- Objective -
Convert the records from the line with "the porch chair" up to and including the line with "pixel 97 240" into a JSON list of strings, one string per line, with blank lines skipped and the pictures left out.

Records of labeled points
=-=-=-=-=
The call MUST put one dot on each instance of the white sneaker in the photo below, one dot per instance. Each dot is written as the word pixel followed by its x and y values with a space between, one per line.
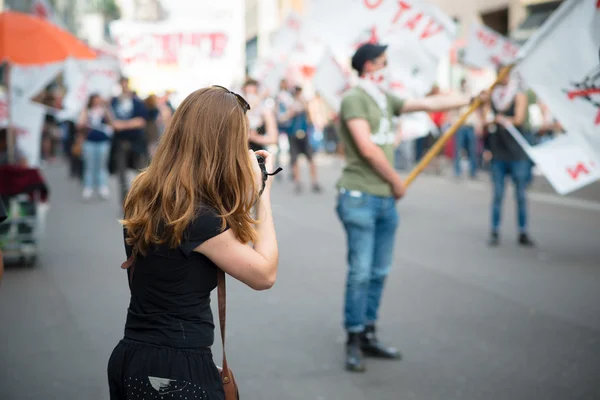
pixel 104 192
pixel 87 193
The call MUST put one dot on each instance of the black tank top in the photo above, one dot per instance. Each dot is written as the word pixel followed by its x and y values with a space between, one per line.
pixel 503 145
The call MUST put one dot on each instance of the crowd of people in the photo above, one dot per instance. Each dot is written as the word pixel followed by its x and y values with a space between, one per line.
pixel 211 222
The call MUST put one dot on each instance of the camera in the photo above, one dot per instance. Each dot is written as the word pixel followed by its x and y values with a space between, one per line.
pixel 265 174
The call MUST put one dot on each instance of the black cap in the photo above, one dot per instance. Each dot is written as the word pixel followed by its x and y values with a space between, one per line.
pixel 366 52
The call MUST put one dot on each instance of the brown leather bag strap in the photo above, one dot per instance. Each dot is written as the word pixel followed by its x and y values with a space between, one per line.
pixel 129 265
pixel 222 299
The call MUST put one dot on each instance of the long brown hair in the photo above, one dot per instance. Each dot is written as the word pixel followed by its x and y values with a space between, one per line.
pixel 202 160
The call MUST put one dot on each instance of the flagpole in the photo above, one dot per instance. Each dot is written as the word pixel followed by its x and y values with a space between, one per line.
pixel 439 144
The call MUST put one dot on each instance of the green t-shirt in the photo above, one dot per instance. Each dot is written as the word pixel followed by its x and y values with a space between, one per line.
pixel 358 173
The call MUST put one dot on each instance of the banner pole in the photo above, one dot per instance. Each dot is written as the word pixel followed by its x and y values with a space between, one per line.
pixel 439 144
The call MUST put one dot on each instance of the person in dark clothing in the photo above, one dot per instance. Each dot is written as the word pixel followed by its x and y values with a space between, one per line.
pixel 509 106
pixel 187 216
pixel 300 142
pixel 263 126
pixel 3 217
pixel 130 144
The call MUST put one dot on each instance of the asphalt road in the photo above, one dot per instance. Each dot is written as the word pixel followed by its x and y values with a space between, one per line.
pixel 473 322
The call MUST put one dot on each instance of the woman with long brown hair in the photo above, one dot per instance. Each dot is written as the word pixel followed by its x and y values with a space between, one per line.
pixel 188 214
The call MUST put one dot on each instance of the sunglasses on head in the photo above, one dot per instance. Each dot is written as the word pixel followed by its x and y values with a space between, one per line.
pixel 243 103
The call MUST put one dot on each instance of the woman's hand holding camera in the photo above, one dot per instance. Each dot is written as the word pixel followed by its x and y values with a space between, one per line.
pixel 258 173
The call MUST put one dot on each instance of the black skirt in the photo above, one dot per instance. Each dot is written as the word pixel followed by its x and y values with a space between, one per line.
pixel 141 371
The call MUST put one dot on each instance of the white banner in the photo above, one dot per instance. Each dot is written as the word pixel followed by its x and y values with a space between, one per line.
pixel 564 161
pixel 77 90
pixel 337 22
pixel 86 77
pixel 43 9
pixel 416 125
pixel 561 64
pixel 27 121
pixel 413 70
pixel 3 110
pixel 287 36
pixel 184 54
pixel 487 48
pixel 330 81
pixel 27 81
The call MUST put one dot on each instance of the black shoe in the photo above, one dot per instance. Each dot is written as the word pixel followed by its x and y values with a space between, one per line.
pixel 525 240
pixel 494 239
pixel 372 347
pixel 354 356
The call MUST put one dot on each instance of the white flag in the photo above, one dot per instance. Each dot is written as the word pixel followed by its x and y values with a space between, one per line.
pixel 561 63
pixel 564 161
pixel 27 121
pixel 487 48
pixel 28 81
pixel 341 22
pixel 43 9
pixel 331 81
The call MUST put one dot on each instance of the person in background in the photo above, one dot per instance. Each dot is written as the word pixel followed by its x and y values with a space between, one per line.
pixel 508 105
pixel 130 120
pixel 3 217
pixel 263 126
pixel 320 115
pixel 50 129
pixel 300 141
pixel 189 216
pixel 467 137
pixel 283 102
pixel 167 101
pixel 95 124
pixel 152 123
pixel 368 190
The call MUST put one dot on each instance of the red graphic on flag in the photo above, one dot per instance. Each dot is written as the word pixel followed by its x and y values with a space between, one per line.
pixel 579 169
pixel 294 24
pixel 589 90
pixel 372 4
pixel 40 10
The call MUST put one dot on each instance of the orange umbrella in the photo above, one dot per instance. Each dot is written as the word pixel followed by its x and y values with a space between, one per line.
pixel 25 39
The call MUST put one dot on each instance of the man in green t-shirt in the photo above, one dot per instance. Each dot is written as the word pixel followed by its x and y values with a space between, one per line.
pixel 368 190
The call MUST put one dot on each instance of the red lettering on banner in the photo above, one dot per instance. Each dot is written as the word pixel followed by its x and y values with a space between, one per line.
pixel 218 44
pixel 487 39
pixel 39 10
pixel 496 60
pixel 373 38
pixel 402 7
pixel 3 110
pixel 395 85
pixel 294 24
pixel 372 4
pixel 431 29
pixel 20 131
pixel 580 168
pixel 413 22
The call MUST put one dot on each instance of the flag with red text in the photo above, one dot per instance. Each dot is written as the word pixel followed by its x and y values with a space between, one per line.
pixel 561 64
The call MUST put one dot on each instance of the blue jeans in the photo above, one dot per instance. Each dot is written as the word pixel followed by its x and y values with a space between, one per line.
pixel 519 173
pixel 370 223
pixel 95 164
pixel 465 139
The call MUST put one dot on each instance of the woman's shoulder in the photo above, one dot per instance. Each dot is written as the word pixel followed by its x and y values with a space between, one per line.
pixel 206 224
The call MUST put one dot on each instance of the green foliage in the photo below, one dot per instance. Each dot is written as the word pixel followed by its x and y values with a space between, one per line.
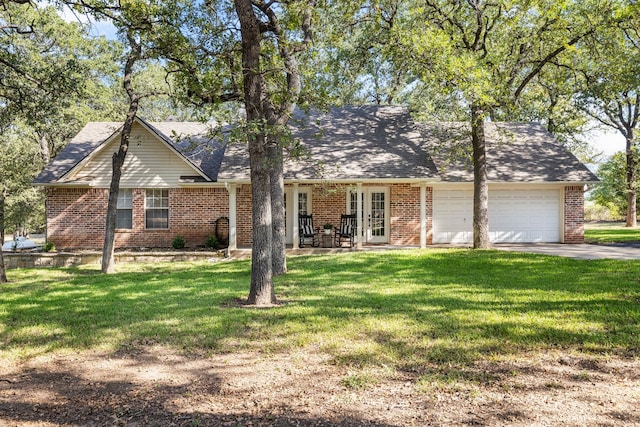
pixel 212 242
pixel 178 242
pixel 611 191
pixel 604 234
pixel 436 308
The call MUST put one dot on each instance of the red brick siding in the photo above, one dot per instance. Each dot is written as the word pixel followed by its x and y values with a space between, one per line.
pixel 243 215
pixel 574 214
pixel 75 217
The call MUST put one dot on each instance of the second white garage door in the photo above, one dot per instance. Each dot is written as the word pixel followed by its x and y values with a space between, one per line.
pixel 514 216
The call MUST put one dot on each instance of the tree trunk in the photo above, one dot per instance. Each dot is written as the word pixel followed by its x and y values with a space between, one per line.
pixel 3 272
pixel 480 181
pixel 45 153
pixel 261 290
pixel 632 166
pixel 119 157
pixel 276 178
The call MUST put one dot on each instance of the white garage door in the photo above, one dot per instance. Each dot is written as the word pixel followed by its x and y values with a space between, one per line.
pixel 514 216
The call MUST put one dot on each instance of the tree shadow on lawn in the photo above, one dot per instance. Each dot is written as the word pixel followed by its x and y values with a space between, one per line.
pixel 67 395
pixel 403 308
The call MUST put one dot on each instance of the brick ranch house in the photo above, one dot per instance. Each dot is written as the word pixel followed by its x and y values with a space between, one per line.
pixel 399 175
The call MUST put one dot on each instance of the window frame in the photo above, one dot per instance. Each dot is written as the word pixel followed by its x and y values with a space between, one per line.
pixel 124 204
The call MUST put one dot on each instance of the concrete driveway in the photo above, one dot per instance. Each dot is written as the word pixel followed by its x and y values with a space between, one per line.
pixel 583 251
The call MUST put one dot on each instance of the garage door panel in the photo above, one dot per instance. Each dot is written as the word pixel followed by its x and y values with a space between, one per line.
pixel 514 216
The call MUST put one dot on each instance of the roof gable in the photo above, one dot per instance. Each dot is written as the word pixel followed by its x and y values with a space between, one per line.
pixel 83 160
pixel 342 144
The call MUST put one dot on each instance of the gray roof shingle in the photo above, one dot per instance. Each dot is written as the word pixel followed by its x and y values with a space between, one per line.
pixel 366 142
pixel 193 140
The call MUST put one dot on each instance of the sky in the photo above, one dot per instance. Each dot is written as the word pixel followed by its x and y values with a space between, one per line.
pixel 608 141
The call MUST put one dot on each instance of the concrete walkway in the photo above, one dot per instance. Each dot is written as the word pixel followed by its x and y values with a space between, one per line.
pixel 583 251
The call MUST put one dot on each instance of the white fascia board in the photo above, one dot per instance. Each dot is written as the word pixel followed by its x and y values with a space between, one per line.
pixel 160 136
pixel 78 166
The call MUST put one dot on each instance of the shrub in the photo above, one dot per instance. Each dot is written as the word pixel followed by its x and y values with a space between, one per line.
pixel 212 242
pixel 178 242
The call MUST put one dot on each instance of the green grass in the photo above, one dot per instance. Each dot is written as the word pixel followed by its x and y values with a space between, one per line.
pixel 610 233
pixel 413 310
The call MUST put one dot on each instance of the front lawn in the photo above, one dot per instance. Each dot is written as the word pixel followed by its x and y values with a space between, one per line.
pixel 399 309
pixel 603 233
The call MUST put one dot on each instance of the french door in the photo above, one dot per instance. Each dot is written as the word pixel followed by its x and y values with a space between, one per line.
pixel 375 213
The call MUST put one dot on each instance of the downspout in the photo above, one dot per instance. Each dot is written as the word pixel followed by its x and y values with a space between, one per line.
pixel 233 243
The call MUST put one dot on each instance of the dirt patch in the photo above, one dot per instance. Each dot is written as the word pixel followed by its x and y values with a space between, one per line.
pixel 154 386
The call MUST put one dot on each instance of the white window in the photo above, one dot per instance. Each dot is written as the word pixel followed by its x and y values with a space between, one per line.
pixel 157 209
pixel 124 209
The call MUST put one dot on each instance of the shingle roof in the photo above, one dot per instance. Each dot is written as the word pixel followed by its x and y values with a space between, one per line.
pixel 192 139
pixel 516 152
pixel 359 143
pixel 367 142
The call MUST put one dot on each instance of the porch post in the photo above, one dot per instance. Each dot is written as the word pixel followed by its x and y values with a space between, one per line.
pixel 233 244
pixel 360 211
pixel 423 215
pixel 294 220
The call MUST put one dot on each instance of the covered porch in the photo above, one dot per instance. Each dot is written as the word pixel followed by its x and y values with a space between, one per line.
pixel 388 212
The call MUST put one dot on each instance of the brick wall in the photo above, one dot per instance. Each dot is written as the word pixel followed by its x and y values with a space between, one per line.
pixel 75 217
pixel 329 201
pixel 404 211
pixel 574 214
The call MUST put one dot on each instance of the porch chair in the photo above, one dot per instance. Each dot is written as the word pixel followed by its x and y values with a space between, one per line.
pixel 306 231
pixel 346 230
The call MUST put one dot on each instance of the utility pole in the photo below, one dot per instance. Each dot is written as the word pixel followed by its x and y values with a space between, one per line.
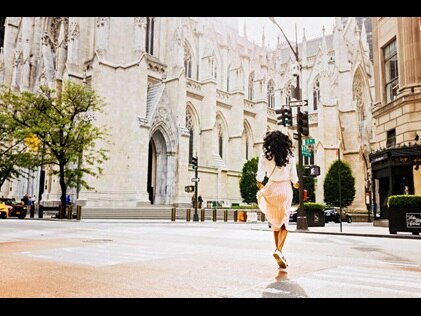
pixel 195 165
pixel 301 217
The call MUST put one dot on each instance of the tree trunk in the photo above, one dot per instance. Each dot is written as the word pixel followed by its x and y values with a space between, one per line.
pixel 63 192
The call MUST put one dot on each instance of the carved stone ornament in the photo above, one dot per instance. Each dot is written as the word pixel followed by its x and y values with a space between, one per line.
pixel 102 21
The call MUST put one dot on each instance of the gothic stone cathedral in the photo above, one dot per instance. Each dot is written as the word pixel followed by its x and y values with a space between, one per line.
pixel 175 87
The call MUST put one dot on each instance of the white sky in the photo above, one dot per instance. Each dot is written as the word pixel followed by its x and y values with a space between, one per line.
pixel 313 28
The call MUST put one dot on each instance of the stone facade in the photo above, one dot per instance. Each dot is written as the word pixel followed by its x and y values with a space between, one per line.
pixel 175 87
pixel 396 109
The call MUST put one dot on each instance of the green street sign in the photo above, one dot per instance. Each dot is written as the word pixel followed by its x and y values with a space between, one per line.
pixel 309 141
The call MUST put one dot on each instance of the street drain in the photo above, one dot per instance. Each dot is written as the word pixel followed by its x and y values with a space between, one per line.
pixel 97 240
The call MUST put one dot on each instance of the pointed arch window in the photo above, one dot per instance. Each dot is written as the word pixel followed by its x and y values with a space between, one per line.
pixel 220 138
pixel 251 88
pixel 316 94
pixel 150 25
pixel 187 61
pixel 190 127
pixel 271 94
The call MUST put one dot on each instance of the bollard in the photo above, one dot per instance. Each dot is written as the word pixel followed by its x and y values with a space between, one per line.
pixel 78 212
pixel 69 211
pixel 173 214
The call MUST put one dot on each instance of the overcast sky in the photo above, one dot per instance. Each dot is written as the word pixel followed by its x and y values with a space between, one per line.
pixel 313 28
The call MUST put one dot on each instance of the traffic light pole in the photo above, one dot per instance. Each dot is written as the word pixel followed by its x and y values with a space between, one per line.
pixel 196 186
pixel 301 217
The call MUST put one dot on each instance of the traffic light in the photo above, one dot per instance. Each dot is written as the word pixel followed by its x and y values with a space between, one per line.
pixel 302 123
pixel 285 117
pixel 194 162
pixel 314 171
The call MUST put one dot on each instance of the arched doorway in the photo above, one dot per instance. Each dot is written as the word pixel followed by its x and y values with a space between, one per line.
pixel 157 183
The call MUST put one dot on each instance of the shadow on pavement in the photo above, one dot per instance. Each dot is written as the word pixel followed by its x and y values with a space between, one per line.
pixel 283 288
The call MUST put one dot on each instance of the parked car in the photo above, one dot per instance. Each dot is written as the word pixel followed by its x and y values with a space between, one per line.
pixel 17 209
pixel 4 210
pixel 332 214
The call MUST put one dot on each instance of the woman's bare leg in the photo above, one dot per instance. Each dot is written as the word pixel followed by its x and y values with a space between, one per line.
pixel 282 236
pixel 276 237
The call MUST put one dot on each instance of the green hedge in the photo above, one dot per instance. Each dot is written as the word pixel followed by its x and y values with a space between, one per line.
pixel 236 207
pixel 404 201
pixel 312 207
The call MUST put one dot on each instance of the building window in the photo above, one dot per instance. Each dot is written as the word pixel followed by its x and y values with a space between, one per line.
pixel 187 61
pixel 190 127
pixel 316 94
pixel 391 138
pixel 271 94
pixel 251 88
pixel 220 143
pixel 391 71
pixel 213 67
pixel 2 27
pixel 150 24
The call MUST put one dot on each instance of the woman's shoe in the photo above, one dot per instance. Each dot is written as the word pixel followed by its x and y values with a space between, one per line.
pixel 279 257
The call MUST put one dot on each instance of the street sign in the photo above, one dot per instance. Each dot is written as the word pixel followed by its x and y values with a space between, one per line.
pixel 298 103
pixel 309 141
pixel 189 188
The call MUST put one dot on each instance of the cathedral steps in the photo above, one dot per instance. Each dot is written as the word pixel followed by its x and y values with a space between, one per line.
pixel 151 212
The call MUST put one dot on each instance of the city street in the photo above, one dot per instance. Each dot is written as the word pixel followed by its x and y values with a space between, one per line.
pixel 139 258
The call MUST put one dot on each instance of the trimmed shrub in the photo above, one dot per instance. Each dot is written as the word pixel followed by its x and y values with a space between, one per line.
pixel 404 201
=-=-=-=-=
- Finished answer -
[
  "The call MUST put one dot on each instance of the porch chair in the photo above, one dot per instance. Each dot is written as the word pixel followed by its x and y values with a space between, one per line.",
  "pixel 306 231",
  "pixel 346 230",
  "The call MUST put one dot on each instance of the utility pole in the photo below, one dot per instance. Each dot is written as the word pixel followed by its x and y values with a space between, one per line.",
  "pixel 195 165",
  "pixel 301 217",
  "The call MUST put one dot on each instance of the tree trunk in the photo above, one dot per instance. Each dot is written as the word pixel followed by its x and y values with a space between, one per line.",
  "pixel 63 192",
  "The call MUST put one dot on each instance of the carved stone ornament in the photo above, one dot per instance. Each dot is written as the word pixel followed by its x and y values with a space between, one per line.",
  "pixel 102 21",
  "The call MUST put one dot on each instance of the gothic stone cathedral in the photo above, one dot per instance. Each dot is written as the word pixel followed by its x and y values with a space between, one per line.",
  "pixel 175 87",
  "The call MUST put one dot on each instance of the white sky in the photo above, one dot per instance. Each dot is written as the word pixel followed by its x and y values with a space between, one per line.",
  "pixel 313 28",
  "The call MUST put one dot on each instance of the stone facade in the photo above, one dot per instance. Each dot is written as the word pixel followed by its x and y values with a space between, one per line.",
  "pixel 175 87",
  "pixel 396 109",
  "The call MUST put one dot on each instance of the green street sign in the photo above, one dot per instance. Each dot is written as the word pixel followed by its x and y values with a space between, one per line.",
  "pixel 309 141",
  "The call MUST put one dot on each instance of the street drain in the photo above, one dot per instance. Each dot is written as the word pixel followed by its x and y values with a space between, one per line.",
  "pixel 97 240"
]